GIVEN TASK:
Please rewrite every item with "Mark the area" swapped for "Outline the region", leaving all other wording the same and the pictures out.
********************
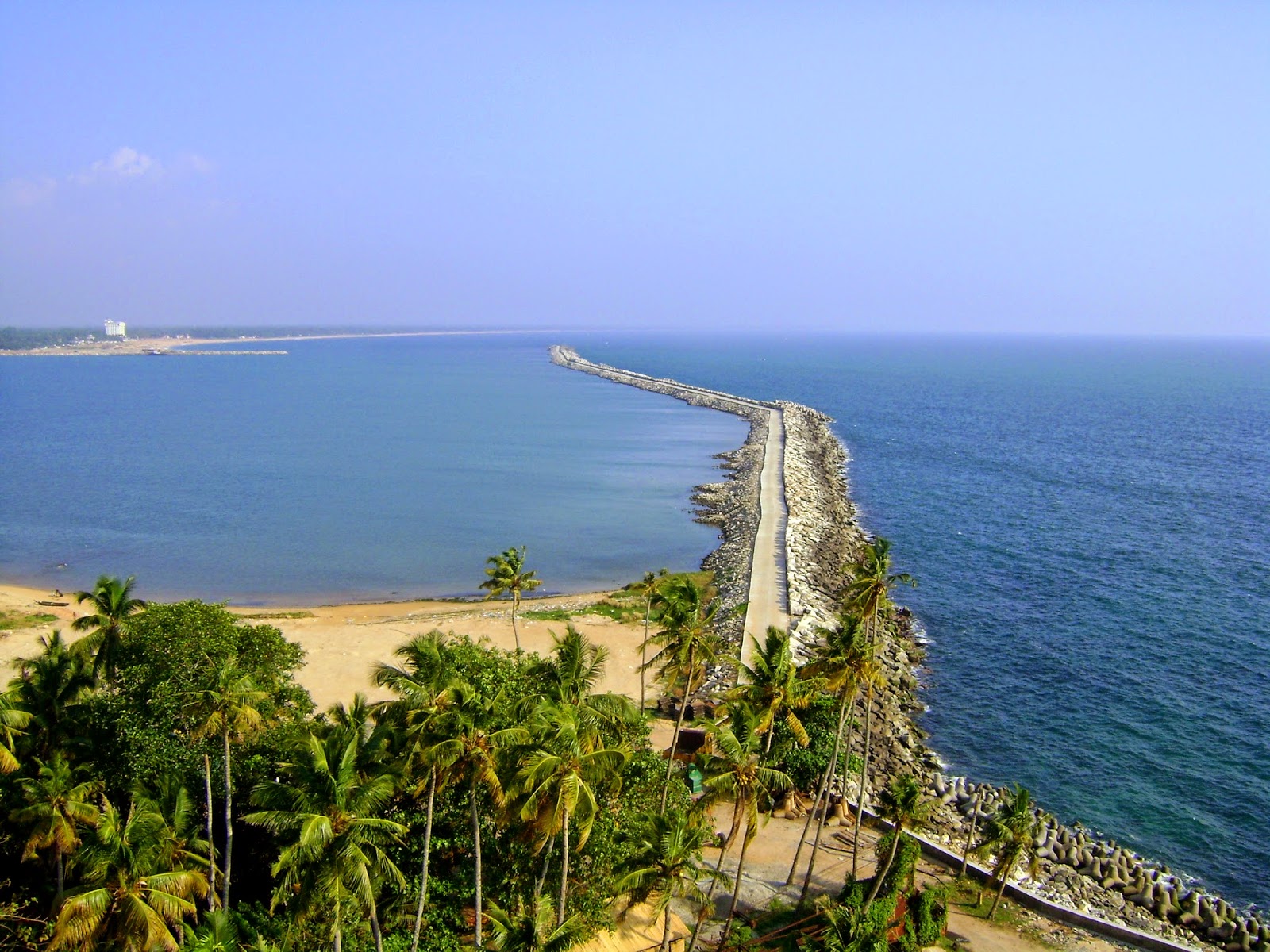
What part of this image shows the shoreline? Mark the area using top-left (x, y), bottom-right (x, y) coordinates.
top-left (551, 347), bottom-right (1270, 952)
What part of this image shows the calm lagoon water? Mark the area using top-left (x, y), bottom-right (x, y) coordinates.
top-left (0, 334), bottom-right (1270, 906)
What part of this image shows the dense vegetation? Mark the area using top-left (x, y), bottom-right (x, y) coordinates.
********************
SOLUTION TO THIS TASK:
What part of this image shows the shoreline? Outline the region using top-left (x, y), bottom-right (x, y) coordinates.
top-left (551, 347), bottom-right (1270, 952)
What part of this image shows the calm lagoon water? Outline the region using top-left (x, y), bottom-right (x, y) coordinates.
top-left (0, 334), bottom-right (1270, 906)
What part of this image shows the dense vegetation? Outline the region using top-left (x, y), bottom-right (x, y) coordinates.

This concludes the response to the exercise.